> **REQUIRED TASK A**
From the hot-side aeration discussion below, return the passage that begins at the words "I have not come" and stops after "compromising something else.".

What's the impact of hot-side aeration?

Hot-side aeration (HSA) is the introduction of oxygen to wort during "hot side" operations such as mashing, lautering, boiling and whirlpool. Prior evidence indicated that hot-side aeration harms the shelf-life of beer by increasing the concentration of oxidized fatty acids. However, there is an emerging body of evidence contradicting these claims.

What is the prevailing evidence regarding HSA?

Topic hot-side-aeration process homebrew

Category Mac


I have not come across any literature that encourages saturating your wort with more air than it is already exposed to during the brewing process. The increase presence of oxygen before your boil will cause lipid oxidation and this will affect the flavor stability of your ale or lager. With that being said, brewing is an art, and it seems we can never maximize one aspect of an operation to its full potential without compromising something else.

During milling, if you rely on a finer ground malt to increase your extraction of fermentable sugars, you will get more alcohol, but you will also increase the surface area of your mash and risk exposing the wort produced. If you stir continuously throughout a mash in an open tun or allow your bed to run dry during sparging, cloudier wort will be the result. Brewers disagree over whether clean or dirtier wort is better for fermentation, so this could be incredibly important to you or not. Oxidation risks are also increased depending on the raw materials you use. Rice adjuncts are going to be a lot less prone to LOX formation than corn, but can you afford the increased costs.

During mashing 15% of your malt lipids will become oxidized naturally, every thing I have ever read stresses that this percentage should be kept to a minimum, but since oxidation occurs no matter what you do, I can see where contrary evidence could come from. The most extensive overview I have found is Brewing Chemistry and Technology in the Americas. This book includes a fish scale diagram that will keep you cross-eyed for days, but once you are finished reading, it makes for a very useful door jam or nifty paper weight.


Oh boy this will be a fun question.

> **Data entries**
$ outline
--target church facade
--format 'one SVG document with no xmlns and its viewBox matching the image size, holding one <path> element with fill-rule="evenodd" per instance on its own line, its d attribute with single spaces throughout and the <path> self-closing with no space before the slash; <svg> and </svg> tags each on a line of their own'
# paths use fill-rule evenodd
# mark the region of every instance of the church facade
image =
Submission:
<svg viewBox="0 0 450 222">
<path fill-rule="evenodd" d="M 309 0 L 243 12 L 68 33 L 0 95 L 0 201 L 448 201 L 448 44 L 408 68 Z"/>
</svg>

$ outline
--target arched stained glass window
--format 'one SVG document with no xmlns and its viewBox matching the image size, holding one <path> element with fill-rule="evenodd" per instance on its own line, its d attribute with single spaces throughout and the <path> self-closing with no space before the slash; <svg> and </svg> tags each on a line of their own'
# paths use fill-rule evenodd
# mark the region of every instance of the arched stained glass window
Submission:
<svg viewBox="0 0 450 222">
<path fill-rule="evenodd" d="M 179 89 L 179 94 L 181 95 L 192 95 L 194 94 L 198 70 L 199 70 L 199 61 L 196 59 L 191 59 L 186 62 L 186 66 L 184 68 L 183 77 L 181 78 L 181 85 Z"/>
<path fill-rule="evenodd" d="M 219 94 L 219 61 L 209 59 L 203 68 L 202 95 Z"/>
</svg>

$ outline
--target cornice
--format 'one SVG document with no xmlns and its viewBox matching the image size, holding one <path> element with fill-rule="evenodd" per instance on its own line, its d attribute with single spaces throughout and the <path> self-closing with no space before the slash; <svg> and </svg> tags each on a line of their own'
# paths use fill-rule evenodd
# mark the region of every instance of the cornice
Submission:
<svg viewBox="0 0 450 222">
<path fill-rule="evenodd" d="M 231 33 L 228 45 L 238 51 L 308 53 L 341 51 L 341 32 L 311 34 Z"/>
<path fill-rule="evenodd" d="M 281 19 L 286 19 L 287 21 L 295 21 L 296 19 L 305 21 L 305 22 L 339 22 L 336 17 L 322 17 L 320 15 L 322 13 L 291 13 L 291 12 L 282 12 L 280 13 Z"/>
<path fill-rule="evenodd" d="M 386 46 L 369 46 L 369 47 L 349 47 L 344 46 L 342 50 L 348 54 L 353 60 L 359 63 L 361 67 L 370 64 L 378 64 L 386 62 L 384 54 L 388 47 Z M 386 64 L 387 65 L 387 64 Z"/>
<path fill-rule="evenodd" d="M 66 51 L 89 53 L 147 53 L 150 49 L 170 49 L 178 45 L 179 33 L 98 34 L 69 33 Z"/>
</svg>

> **REQUIRED TASK B**
Select each line of the listing above that contains the word "every", matching case exactly.

> **OUTPUT A**
I have not come across any literature that encourages saturating your wort with more air than it is already exposed to during the brewing process. The increase presence of oxygen before your boil will cause lipid oxidation and this will affect the flavor stability of your ale or lager. With that being said, brewing is an art, and it seems we can never maximize one aspect of an operation to its full potential without compromising something else.

> **OUTPUT B**
# mark the region of every instance of the church facade
# mark the region of every instance of the arched stained glass window
# mark the region of every instance of the cornice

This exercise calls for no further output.